◆ What the task asks ◆
Every record must be given again word for word; no picture belongs in the copy.

◆ Records ◆
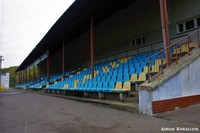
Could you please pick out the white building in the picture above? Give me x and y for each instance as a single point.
(5, 80)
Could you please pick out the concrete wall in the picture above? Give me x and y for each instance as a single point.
(5, 80)
(184, 83)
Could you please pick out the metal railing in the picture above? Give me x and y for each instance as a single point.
(175, 56)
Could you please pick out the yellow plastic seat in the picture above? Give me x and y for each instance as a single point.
(145, 69)
(118, 86)
(184, 48)
(127, 86)
(142, 77)
(133, 78)
(192, 45)
(177, 50)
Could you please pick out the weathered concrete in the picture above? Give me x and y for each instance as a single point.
(34, 113)
(179, 80)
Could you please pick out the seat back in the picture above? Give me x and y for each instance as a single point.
(127, 86)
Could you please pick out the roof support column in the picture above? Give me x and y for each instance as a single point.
(22, 76)
(165, 28)
(92, 45)
(19, 77)
(26, 77)
(29, 74)
(63, 59)
(33, 72)
(48, 68)
(39, 70)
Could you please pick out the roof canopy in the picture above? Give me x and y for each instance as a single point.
(74, 22)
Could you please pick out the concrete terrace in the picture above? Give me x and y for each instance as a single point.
(26, 112)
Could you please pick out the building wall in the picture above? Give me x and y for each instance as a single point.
(5, 80)
(182, 90)
(185, 83)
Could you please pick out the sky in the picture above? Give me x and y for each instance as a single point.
(24, 23)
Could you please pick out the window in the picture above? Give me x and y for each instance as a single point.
(189, 24)
(198, 22)
(137, 41)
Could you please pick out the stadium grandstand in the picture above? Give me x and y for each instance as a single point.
(108, 49)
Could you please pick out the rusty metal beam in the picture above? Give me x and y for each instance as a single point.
(165, 29)
(92, 45)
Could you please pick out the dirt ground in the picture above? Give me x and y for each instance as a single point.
(22, 112)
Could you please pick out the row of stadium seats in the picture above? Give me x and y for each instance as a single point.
(111, 76)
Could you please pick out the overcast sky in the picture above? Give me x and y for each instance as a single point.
(24, 23)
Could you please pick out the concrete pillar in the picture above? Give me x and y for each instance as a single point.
(123, 97)
(86, 94)
(101, 95)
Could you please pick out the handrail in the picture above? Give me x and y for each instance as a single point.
(167, 49)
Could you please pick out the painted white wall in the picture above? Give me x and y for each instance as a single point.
(184, 83)
(5, 80)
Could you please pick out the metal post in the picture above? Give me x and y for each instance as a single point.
(165, 29)
(63, 59)
(92, 45)
(29, 74)
(198, 39)
(1, 59)
(48, 68)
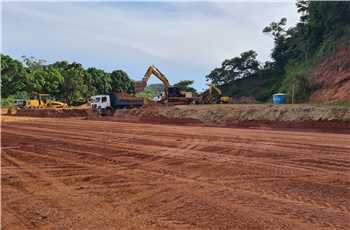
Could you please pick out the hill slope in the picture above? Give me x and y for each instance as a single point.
(332, 77)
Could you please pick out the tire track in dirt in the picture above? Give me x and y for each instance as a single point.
(183, 181)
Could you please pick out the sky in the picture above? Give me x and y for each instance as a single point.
(185, 40)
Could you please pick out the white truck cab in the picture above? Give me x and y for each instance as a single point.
(100, 103)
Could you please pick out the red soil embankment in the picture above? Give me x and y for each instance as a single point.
(332, 77)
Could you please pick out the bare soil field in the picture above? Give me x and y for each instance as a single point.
(73, 173)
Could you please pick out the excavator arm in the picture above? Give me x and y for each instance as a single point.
(152, 70)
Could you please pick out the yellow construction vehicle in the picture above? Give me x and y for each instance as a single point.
(40, 100)
(213, 96)
(171, 94)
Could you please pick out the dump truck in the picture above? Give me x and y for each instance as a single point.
(109, 103)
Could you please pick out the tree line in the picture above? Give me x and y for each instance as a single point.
(324, 26)
(66, 81)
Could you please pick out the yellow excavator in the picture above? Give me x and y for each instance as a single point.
(171, 94)
(213, 96)
(40, 100)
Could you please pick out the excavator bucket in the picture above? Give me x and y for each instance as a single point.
(139, 86)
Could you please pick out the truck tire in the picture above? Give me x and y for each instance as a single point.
(109, 112)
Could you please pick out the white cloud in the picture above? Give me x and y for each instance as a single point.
(185, 39)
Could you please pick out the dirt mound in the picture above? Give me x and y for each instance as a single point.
(53, 112)
(283, 116)
(332, 76)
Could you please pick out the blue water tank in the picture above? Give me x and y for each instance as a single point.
(279, 98)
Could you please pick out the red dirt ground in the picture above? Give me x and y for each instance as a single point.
(81, 174)
(332, 76)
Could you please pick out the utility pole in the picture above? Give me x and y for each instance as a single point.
(293, 93)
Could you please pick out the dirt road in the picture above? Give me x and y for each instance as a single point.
(81, 174)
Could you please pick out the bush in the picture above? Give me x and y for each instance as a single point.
(10, 100)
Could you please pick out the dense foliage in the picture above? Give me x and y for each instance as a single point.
(65, 81)
(323, 27)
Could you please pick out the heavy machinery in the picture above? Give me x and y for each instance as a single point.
(107, 104)
(213, 96)
(39, 100)
(171, 94)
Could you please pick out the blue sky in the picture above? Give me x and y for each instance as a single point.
(185, 40)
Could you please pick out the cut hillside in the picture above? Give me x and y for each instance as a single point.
(332, 78)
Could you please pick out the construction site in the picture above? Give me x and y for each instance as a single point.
(177, 167)
(132, 123)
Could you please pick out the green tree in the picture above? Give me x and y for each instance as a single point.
(98, 81)
(185, 85)
(235, 68)
(13, 76)
(120, 81)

◆ Your response ◆
Could you please pick out the white building in the picture above? Give me x and y for each instance as a single point.
(5, 80)
Could you please pick out the concrete wall in the picture above? Give me x and y for each instance as a single point.
(5, 80)
(184, 83)
Could you please pick out the metal railing in the picture above? Give me x and y for each instance as a single point.
(175, 56)
Could you please pick out the yellow plastic seat in the picture above? Give me x and y for each instance as a single point.
(145, 69)
(118, 86)
(184, 48)
(127, 86)
(142, 77)
(133, 78)
(192, 45)
(177, 50)
Could you please pick out the weathered concrete in the picture above? Give me x and y for each instance as a single point.
(34, 113)
(179, 80)
Could you please pick out the seat back in the picture above? Give me x and y for each instance as a single point.
(127, 86)
Could you please pick out the roof support column in the picture above? Give me x and y for each instance as a single point.
(22, 76)
(165, 28)
(92, 45)
(19, 77)
(26, 77)
(29, 74)
(63, 59)
(33, 72)
(48, 68)
(39, 70)
Could you please pick out the roof canopy in the picture above? Give me x and y for each instance as a single point.
(74, 22)
Could you please pick out the concrete terrace in the picture above? Give me x and y for each instance as a single point.
(26, 112)
Could you please pick out the building wall in the picture above? Give me x and y for each instance as a single point.
(5, 80)
(182, 90)
(185, 83)
Could you please pick out the sky in the picture above? Give me x and y for each instance as a single point.
(24, 23)
Could you please pick out the window in the picture above? Give me x and y for each instance as a single point.
(189, 24)
(198, 22)
(137, 41)
Could you please pick out the stadium grandstand in the picture above? Give me x and y for each instance as a single point.
(108, 49)
Could you please pick out the rusty metal beam in the picture above? Give me x and y for each instance as a single point.
(165, 29)
(92, 45)
Could you please pick out the dirt ground in the picture above? Give me x and y for each instance as a single point.
(22, 112)
Could you please pick out the row of stadium seats in the picture above? Give me x and y for each instance as a single point.
(111, 76)
Could you please pick out the overcast sky in the picture above? Give me x and y for each instance as a single point.
(24, 23)
Could you please pick out the concrete pillar in the picture above? Give me x and y for each instance as a single point.
(123, 97)
(86, 94)
(101, 95)
Could you please pick out the handrail in the picture above? Give me x and y for each instance as a single point.
(167, 49)
Could you please pick out the painted white wall in the picture above? Give me x and y for each instance as a single point.
(184, 83)
(5, 80)
Could you please pick out the metal post in the picture above? Give me x and y for each instance as a single point.
(165, 29)
(63, 59)
(92, 45)
(29, 74)
(198, 39)
(1, 59)
(48, 68)
Could you please pick out the hill slope in the picture above? Give me x and y for each instance as a single point.
(332, 77)
Could you please pick out the tire track in dirt in the picture above? Give me x and y for each instance as a single point.
(183, 181)
Could you please pick out the sky in the picture above? Give me x and y for each instance as a single point.
(185, 40)
Could you please pick out the white truck cab in the picture above? Give me x and y for each instance as a single point.
(100, 103)
Could you please pick out the red soil embankment in the picture above? Give me x and y for each instance as a single point.
(332, 77)
Could you please pick out the bare soil field in the picture above? Give me x and y for each instance as a single point.
(73, 173)
Could you please pick out the excavator arm in the picture above? Give me x and y for each instance as a single point.
(152, 70)
Could you please pick out the yellow construction vehicle in the picture above? Give me x and y for each instance as a single point.
(40, 100)
(213, 96)
(171, 94)
Could you please pick out the dump truck in the picture above? Give me x and y for each instance as a single point.
(109, 103)
Could you please pick out the tree line in the picture above? Give me x and y for each instance as a single point.
(324, 26)
(66, 81)
Could you please pick out the yellow excavator in the picture above? Give me x and y for each instance as a single point.
(171, 94)
(213, 96)
(40, 100)
Could you please pick out the excavator bucket in the picture above? Give me x and y for each instance as a single point.
(139, 86)
Could you please pick out the truck tire in the picture above? Give me x and y for each instance as a single point.
(109, 112)
Could you please pick out the white cloud in the picture above? Give me x and y for each instance as a single point.
(185, 39)
Could you please pick out the dirt mound in the picture above? Give me x and y for each instance as a single point.
(53, 112)
(283, 116)
(332, 76)
Could you please pick out the blue water tank in the picture above? Give me x and y for each instance as a single point.
(279, 98)
Could you please pick out the red dirt ground in the picture above? Give me x and y for each instance as a single point.
(81, 174)
(332, 76)
Could you please pick out the utility pole in the picture above? Give me x and y for each instance as a single point.
(293, 93)
Could you please pick out the dirt road in the picture above? Give me x and y for each instance as a single point.
(81, 174)
Could you please pick out the bush in the picture above? Give me x and y for each instance as a single point.
(10, 100)
Could you please pick out the dense foliage in the picture above? Give me x and y for each instance as a single point.
(65, 81)
(323, 27)
Could you please pick out the heavy machinery in the picture above? Give me x and y for each instance as a single point.
(107, 104)
(213, 96)
(39, 100)
(171, 94)
Could you please pick out the blue sky in the picture above? Give me x and y for each instance as a single point.
(185, 40)
Could you please pick out the cut hillside in the picture above? Give me x and y for each instance as a single point.
(332, 78)
Could you please pick out the construction site in the picture above? Give me x and y for each instance as a single point.
(177, 167)
(132, 123)
Could you please pick out the green tree in the picture above? Give me x and y for each instance as a single point.
(98, 81)
(185, 85)
(235, 68)
(13, 76)
(120, 81)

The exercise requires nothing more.